Dataset rows:
--------------------------------
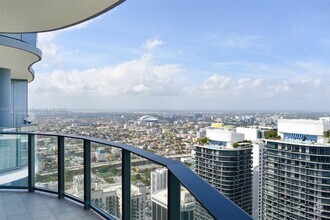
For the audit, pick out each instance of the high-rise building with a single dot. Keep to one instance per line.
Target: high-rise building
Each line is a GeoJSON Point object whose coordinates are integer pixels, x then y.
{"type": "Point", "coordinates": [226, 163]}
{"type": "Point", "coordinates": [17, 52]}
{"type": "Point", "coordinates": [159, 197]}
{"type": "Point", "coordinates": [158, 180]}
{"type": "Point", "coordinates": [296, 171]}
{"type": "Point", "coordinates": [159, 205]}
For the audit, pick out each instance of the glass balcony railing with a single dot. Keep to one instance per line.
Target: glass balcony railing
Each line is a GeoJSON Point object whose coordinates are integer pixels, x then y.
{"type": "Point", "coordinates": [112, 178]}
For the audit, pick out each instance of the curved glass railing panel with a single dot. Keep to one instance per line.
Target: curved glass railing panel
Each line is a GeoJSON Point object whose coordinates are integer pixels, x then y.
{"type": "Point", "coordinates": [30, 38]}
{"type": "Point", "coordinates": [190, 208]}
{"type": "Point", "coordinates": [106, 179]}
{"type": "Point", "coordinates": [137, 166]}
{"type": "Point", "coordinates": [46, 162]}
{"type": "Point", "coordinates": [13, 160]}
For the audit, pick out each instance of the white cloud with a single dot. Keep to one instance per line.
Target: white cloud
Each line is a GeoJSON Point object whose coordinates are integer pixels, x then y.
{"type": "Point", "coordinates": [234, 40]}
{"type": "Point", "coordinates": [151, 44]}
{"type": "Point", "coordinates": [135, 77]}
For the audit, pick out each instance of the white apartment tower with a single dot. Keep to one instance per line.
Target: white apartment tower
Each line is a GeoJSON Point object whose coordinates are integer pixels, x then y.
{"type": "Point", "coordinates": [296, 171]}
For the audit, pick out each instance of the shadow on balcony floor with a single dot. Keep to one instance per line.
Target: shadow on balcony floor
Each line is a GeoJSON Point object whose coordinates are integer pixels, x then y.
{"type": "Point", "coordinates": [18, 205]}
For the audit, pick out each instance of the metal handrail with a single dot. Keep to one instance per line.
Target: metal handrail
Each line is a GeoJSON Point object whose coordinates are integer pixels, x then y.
--------------------------------
_What to work on_.
Reproduce the lines of all the records above with "glass balcony railing" replaced by "glass balustrade" and every other detail unchanged. Leave the pictures out of your answer.

_Result for this task_.
For the audit, pick out each instance of the high-rise building with a single dot. Keep to one instance per line.
Target: high-rise building
Each line is a GeoJSON Point object whose coordinates are integer pixels, x then y.
{"type": "Point", "coordinates": [226, 163]}
{"type": "Point", "coordinates": [17, 52]}
{"type": "Point", "coordinates": [159, 197]}
{"type": "Point", "coordinates": [158, 180]}
{"type": "Point", "coordinates": [296, 171]}
{"type": "Point", "coordinates": [159, 205]}
For the audit, pick out each instance of the glass balustrade with a single dot. Keep to one instance per line.
Target: glass balustrade
Each line is a GeoJSON Point object whose coordinates are integer pixels, x then y.
{"type": "Point", "coordinates": [112, 178]}
For the audit, pick out each instance of the curved glass railing panel with a single dot. Keep to one instance per line.
Target: curved glass railing panel
Each line is a GeoJSON Point object whose coordinates are integer pixels, x then y.
{"type": "Point", "coordinates": [30, 38]}
{"type": "Point", "coordinates": [190, 208]}
{"type": "Point", "coordinates": [106, 179]}
{"type": "Point", "coordinates": [137, 166]}
{"type": "Point", "coordinates": [46, 162]}
{"type": "Point", "coordinates": [13, 160]}
For the audit, pick out each instance of the white cloud with a single dot. Keep to one instance per line.
Target: white cloud
Each line is a GeoJSON Point object whose coordinates are integer pixels, x then y.
{"type": "Point", "coordinates": [234, 40]}
{"type": "Point", "coordinates": [151, 44]}
{"type": "Point", "coordinates": [135, 77]}
For the audit, pick out each instance of the white apartment tower with a single dot. Keep to one instance per line.
Target: white apartment tower
Each line is a GeoJSON Point object whose coordinates are integer pixels, x then y.
{"type": "Point", "coordinates": [296, 171]}
For the audit, pick out each instance of the shadow on balcony floor with a single dot. Keep to one instance per line.
Target: shadow on balcony floor
Each line is a GeoJSON Point object whose coordinates are integer pixels, x then y.
{"type": "Point", "coordinates": [18, 205]}
For the audit, pick out each instance of the metal handrail with a single dot. Keep to one instance per line.
Target: metal handrail
Each line is a GeoJSON Point object whose coordinates are integer pixels, x then y.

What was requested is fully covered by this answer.